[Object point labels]
▽

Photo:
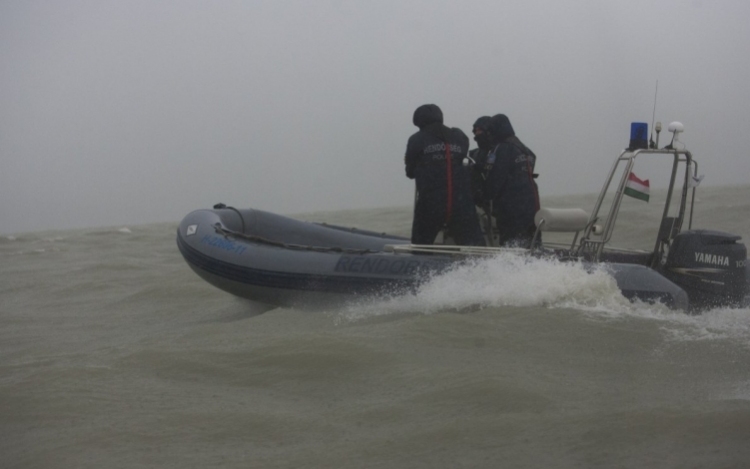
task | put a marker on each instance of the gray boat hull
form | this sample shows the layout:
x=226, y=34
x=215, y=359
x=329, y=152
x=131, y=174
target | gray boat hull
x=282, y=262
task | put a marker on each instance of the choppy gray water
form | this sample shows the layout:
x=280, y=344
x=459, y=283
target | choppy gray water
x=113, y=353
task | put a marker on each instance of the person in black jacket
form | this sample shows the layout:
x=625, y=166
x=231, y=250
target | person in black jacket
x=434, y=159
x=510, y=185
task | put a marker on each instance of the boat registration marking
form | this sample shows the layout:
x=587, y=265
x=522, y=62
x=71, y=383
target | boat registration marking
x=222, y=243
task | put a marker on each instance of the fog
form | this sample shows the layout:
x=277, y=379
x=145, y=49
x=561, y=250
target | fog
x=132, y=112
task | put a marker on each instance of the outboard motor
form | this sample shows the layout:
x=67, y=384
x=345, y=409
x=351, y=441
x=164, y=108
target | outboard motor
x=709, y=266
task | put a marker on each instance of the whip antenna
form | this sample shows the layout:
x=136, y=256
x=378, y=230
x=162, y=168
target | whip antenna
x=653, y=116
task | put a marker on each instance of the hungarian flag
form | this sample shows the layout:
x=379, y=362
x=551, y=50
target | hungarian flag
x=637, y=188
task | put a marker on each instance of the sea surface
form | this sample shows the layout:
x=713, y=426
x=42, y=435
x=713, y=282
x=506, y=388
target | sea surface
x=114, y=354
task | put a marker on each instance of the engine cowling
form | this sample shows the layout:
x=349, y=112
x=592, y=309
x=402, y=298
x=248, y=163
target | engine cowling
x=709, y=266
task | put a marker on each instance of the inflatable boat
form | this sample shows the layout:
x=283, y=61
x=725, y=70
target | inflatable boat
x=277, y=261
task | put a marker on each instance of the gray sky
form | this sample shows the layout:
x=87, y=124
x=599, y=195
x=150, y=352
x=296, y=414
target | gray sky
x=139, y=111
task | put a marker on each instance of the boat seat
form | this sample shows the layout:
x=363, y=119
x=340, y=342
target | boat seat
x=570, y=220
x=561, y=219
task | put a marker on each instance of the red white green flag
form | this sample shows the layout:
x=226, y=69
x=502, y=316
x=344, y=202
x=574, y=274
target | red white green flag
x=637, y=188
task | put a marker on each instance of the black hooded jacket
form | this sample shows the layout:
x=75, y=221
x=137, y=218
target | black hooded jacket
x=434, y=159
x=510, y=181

△
▽

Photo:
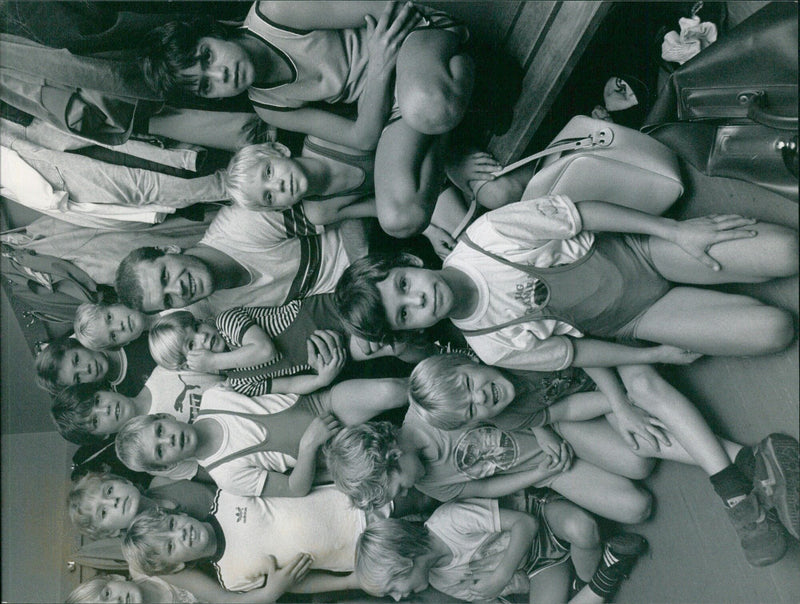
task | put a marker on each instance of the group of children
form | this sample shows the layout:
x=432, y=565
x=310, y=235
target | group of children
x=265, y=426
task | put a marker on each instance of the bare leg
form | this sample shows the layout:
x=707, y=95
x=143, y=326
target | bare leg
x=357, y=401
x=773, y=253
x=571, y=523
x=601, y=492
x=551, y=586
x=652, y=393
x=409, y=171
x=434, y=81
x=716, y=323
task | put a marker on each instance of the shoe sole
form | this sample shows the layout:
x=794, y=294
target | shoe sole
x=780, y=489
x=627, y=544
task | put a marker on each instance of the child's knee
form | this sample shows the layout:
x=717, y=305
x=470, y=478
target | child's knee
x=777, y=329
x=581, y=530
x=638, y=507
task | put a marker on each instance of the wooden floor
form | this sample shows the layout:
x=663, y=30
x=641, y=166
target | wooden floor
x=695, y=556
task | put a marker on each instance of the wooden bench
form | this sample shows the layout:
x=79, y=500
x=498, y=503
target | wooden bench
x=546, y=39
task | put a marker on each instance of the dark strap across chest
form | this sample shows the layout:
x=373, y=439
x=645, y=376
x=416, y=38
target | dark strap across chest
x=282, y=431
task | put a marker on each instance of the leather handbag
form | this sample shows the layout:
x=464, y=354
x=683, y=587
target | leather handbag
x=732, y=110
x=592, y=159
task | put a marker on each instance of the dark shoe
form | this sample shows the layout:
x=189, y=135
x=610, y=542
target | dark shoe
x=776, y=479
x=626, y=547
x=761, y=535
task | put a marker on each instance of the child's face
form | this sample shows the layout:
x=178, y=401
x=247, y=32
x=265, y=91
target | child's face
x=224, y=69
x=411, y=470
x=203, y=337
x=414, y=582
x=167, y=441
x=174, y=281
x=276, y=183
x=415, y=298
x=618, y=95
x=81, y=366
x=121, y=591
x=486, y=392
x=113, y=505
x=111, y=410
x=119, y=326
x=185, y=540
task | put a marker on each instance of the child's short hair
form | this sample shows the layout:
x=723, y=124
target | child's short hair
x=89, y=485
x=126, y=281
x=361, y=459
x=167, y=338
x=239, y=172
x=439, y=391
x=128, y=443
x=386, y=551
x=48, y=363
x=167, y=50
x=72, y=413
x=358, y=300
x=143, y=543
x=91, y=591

△
▽

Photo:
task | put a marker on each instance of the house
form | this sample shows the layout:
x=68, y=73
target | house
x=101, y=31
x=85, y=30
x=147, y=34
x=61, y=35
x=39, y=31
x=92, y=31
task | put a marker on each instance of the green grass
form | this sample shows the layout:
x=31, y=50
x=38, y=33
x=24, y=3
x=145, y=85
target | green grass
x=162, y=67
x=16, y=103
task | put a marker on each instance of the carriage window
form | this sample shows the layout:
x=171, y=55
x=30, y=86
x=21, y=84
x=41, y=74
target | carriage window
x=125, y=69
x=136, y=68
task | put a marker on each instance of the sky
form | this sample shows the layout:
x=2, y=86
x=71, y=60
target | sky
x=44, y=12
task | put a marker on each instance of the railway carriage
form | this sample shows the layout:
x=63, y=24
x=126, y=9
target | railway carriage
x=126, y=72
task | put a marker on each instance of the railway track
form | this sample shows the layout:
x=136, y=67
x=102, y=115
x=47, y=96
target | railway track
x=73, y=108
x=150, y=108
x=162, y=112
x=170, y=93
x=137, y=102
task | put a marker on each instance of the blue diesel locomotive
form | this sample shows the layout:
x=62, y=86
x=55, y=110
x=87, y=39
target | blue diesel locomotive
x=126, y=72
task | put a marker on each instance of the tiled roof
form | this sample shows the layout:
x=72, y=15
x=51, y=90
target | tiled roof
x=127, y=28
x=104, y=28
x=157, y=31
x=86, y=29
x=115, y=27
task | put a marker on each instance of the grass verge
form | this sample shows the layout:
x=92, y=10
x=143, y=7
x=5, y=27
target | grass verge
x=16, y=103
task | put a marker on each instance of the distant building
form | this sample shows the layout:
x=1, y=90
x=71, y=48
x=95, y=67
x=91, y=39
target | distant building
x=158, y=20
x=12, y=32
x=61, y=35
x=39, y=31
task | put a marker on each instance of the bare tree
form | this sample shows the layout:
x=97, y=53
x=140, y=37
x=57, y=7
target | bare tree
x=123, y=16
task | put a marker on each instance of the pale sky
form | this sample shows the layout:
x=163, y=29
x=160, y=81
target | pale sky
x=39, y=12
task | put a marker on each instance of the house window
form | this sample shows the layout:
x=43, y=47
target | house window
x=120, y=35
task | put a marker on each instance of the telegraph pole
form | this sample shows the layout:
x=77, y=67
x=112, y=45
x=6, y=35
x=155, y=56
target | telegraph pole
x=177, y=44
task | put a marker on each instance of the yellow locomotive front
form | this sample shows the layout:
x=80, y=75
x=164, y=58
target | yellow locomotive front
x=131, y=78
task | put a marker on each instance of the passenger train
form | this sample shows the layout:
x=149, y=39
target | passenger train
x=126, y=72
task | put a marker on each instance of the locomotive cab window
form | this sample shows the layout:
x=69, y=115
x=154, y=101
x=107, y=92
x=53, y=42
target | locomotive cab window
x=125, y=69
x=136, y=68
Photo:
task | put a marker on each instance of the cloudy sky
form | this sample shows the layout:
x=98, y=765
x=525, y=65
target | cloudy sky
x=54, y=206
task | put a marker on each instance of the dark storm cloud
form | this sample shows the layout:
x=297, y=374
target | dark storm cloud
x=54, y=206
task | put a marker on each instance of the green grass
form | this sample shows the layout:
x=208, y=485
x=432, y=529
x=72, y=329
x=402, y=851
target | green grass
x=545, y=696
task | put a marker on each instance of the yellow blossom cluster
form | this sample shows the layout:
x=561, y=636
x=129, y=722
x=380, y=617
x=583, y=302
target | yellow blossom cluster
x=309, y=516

△

> [EXERCISE]: Pull out every line of the data above that contains the string "children".

> [THE REPLY]:
task | put a marker on each instance of the group of children
target | group of children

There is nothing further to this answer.